[Recorded data]
⁂

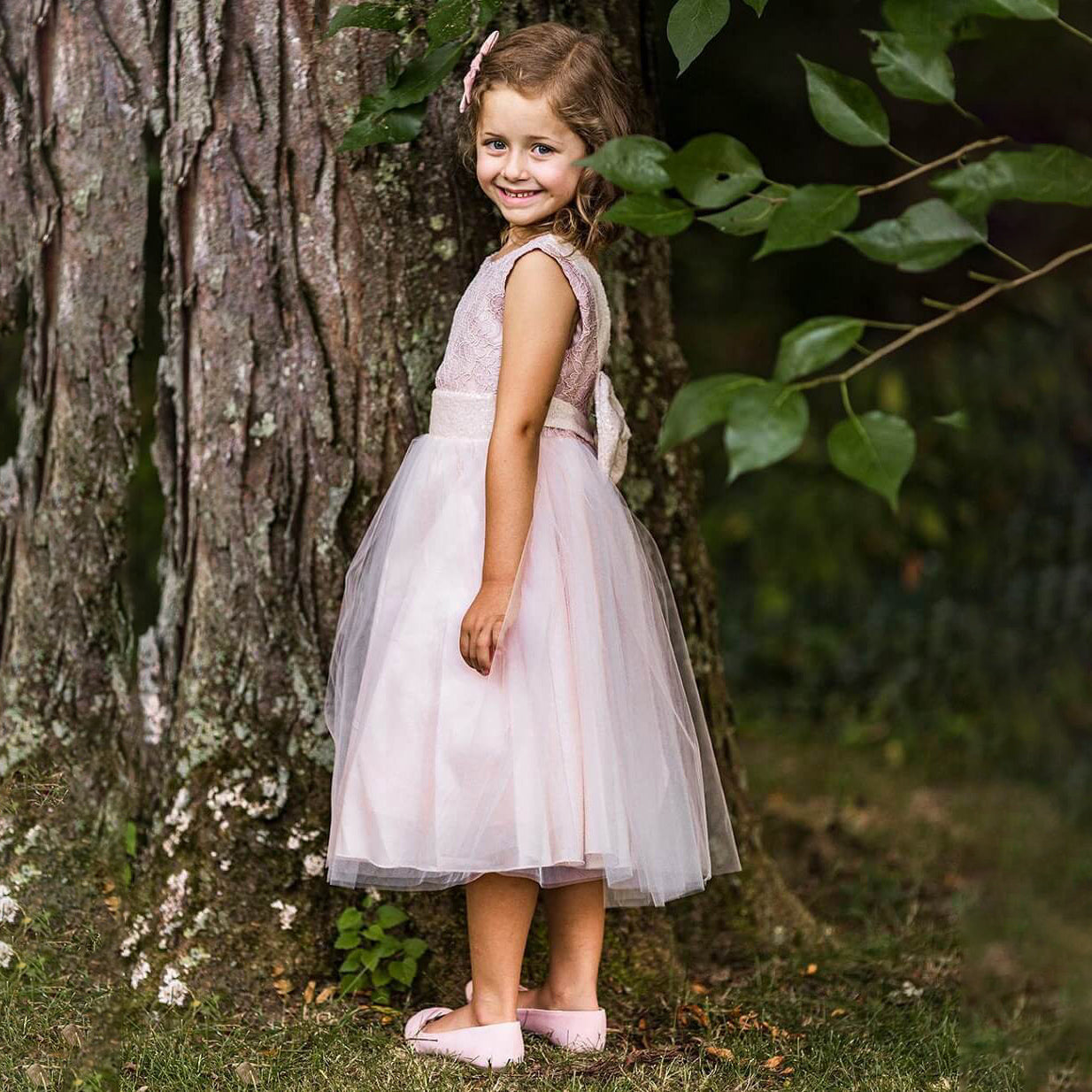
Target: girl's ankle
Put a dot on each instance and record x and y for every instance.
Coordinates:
(568, 997)
(487, 1011)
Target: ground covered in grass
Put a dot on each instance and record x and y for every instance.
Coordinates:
(894, 866)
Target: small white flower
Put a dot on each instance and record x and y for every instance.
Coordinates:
(9, 909)
(140, 972)
(288, 913)
(173, 990)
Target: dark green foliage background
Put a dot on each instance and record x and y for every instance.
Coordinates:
(957, 633)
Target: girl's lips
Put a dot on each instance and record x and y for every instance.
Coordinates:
(510, 199)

⁂

To do | Lay out every line of the rows above as a JSON list of strings, one string per line, with blank lines left out. Omit the picture lines.

The solution |
[
  "Target: girl's ankle",
  "Put a dot on each instance and record x and y for every instance.",
  "Coordinates:",
  "(568, 997)",
  "(487, 1011)",
  "Target: ground covered in grass",
  "Put a dot on each instance and record x and y for every instance.",
  "Coordinates:",
  "(894, 866)",
  "Target: small white flower",
  "Put a dot on each instance and record x and y for every instance.",
  "Coordinates:",
  "(9, 909)",
  "(140, 972)",
  "(288, 913)",
  "(173, 990)",
  "Target: dark green foliage background",
  "Put a dot on each instance and record x and y for every instance.",
  "Coordinates:",
  "(957, 633)",
  "Target: girl's lips",
  "Put a dot on each instance and record x and y for every instance.",
  "Coordinates:",
  "(510, 199)"
]